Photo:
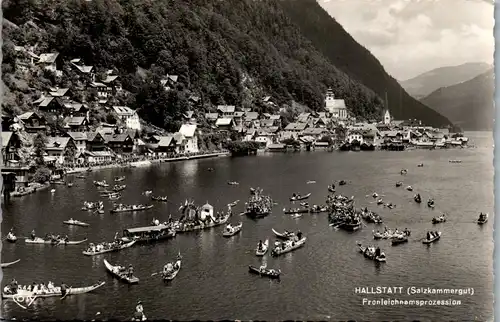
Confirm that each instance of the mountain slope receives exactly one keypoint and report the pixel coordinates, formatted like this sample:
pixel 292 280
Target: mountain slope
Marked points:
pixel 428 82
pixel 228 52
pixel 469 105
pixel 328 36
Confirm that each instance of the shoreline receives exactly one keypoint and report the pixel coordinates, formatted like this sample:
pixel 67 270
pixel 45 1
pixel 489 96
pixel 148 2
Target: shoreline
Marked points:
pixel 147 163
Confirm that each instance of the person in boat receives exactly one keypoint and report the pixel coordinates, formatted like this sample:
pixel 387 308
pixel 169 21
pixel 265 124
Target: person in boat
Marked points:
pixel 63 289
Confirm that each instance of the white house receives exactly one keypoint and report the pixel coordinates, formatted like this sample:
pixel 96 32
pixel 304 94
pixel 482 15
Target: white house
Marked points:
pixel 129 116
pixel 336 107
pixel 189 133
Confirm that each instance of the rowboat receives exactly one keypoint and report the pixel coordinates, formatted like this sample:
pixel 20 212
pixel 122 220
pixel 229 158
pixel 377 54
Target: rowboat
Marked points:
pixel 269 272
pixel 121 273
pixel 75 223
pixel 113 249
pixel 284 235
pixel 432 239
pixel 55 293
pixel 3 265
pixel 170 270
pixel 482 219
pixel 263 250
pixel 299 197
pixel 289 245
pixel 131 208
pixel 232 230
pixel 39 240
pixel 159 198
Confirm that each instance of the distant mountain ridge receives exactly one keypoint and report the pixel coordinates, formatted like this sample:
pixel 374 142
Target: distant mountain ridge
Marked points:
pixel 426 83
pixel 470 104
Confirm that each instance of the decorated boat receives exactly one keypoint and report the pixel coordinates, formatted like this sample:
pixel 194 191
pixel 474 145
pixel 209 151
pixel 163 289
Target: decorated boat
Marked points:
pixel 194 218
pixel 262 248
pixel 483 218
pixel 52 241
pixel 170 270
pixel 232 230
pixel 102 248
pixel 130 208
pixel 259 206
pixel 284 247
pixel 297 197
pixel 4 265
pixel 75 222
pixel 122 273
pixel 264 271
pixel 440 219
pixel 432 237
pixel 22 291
--- --- ---
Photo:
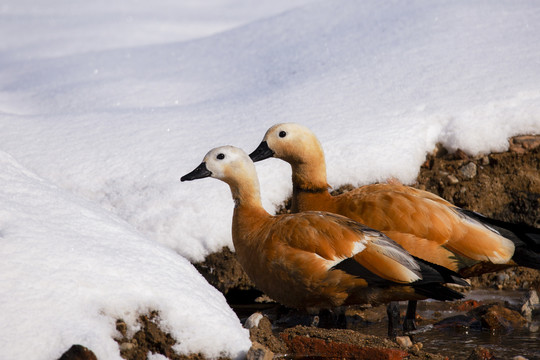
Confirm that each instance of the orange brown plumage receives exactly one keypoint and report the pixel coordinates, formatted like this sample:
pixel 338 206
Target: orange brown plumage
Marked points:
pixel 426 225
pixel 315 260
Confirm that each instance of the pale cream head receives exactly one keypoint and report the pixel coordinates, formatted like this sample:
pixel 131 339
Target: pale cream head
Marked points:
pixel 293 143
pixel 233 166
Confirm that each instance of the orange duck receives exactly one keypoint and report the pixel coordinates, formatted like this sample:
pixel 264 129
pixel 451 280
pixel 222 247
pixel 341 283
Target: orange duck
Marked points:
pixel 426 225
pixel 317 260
--- --- ---
Copy the rows from the line containing "Confirm that each instance of the distant" through the line containing "pixel 22 291", both included, exactly as they appear.

• Solution for this task:
Confirm that each instance of the distant mountain ridge receives exactly one keypoint and report the pixel coordinates, formatted like this sample:
pixel 374 142
Target: distant mountain ridge
Marked points:
pixel 426 83
pixel 470 104
Confirm that each instance of the decorated boat receives exactly one keypoint and report the pixel coordinates, formatted like this sample:
pixel 194 191
pixel 474 145
pixel 209 151
pixel 163 289
Target: decorated boat
Marked points:
pixel 194 218
pixel 262 248
pixel 483 218
pixel 52 241
pixel 170 270
pixel 232 230
pixel 102 248
pixel 130 208
pixel 259 206
pixel 284 247
pixel 297 197
pixel 4 265
pixel 75 222
pixel 122 273
pixel 264 271
pixel 440 219
pixel 432 237
pixel 22 291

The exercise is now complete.